#### Source extract
■ ■ ■ ■ ■ ■ ■
Tuesday, September 20, 2011

Riding Etiquette:Safety Nazis and the Death of Civility

Shout, shout, let it all out.  These are the bikers I can do without.  Come on, I am faster than you, come on...

Move bitch.  Git out da way, git out da way

This posting was inspired by Jason Boten, friend, biker, father and bass player.  He has noted several times about the lack of friendliness on the trails.  recently, he remarked on Face Book, that "Good morning" has been replaced with "Morning" or "morn".

Whatever happened to hello?  Howdy?  Nice to see you?  Beautiful morning, don't you think?  With increasingly rare exception, it has been replaced with "ON YOUR LEFT!"

I really do not recall when it happened.  Possibly with the "Ride Right" campaign championed by Ragbrai.  The number of cyclists and the explosion of trails and trail users necessitated communication.  Collisions or near misses.  But good intentions pave the road to Hell.

It is very important to be aware of your surroundings while cycling or running.  It is very important to let those in your path become aware of your presence and intentions.  But do we need to be so damn rude?  Maybe they are not intending to be rude.  There are those bikers that wait a lifetime to yell "ON YOUR LEFT"!

Strip it down to its core, "ON YOUR LEFT" means "hey you, I am about to overtake you so please hold your line and let me through."  But sometimes I believe some people use those three words instead of saying what they really mean, "GET THE FUCK OUTTA MY WAY I AM ROLLING THROUGH FAST."
■ ■ ■ ■ ■ ■ ■
#### Challenges
1) Reproduce word for word the part of the riding etiquette post that opens with the words containing "Move bitch.  Git" and closes with "road to Hell.".
2) Using the riding etiquette post, say whether each statement agrees with it. Answer yes or no and quote the words that decide it.
(a) The posting was inspired by Jason Boten.
(b) The writer remembers exactly when friendly greetings gave way to "ON YOUR LEFT!"
(c) At its core, "ON YOUR LEFT" asks the person being overtaken to hold their line.
3) According to the riding etiquette post, why did communication between trail users become necessary? Answer in one to three sentences.

#### Dataset excerpt
■ ■ ■ ■ ■ ■ ■
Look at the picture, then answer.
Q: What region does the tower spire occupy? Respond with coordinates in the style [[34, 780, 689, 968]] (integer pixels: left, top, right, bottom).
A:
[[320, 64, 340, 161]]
■ ■ ■ ■ ■ ■ ■
#### Solutions in order
1)
Move bitch.  Git out da way, git out da way

This posting was inspired by Jason Boten, friend, biker, father and bass player.  He has noted several times about the lack of friendliness on the trails.  recently, he remarked on Face Book, that "Good morning" has been replaced with "Morning" or "morn".

Whatever happened to hello?  Howdy?  Nice to see you?  Beautiful morning, don't you think?  With increasingly rare exception, it has been replaced with "ON YOUR LEFT!"

I really do not recall when it happened.  Possibly with the "Ride Right" campaign championed by Ragbrai.  The number of cyclists and the explosion of trails and trail users necessitated communication.  Collisions or near misses.  But good intentions pave the road to Hell.

2)
(a) Yes: "This posting was inspired by Jason Boten"
(b) No: "I really do not recall when it happened."
(c) Yes: "please hold your line and let me through."

3) The number of cyclists and the explosion of trails and trail users made communication necessary. The post connects this need to collisions and near misses.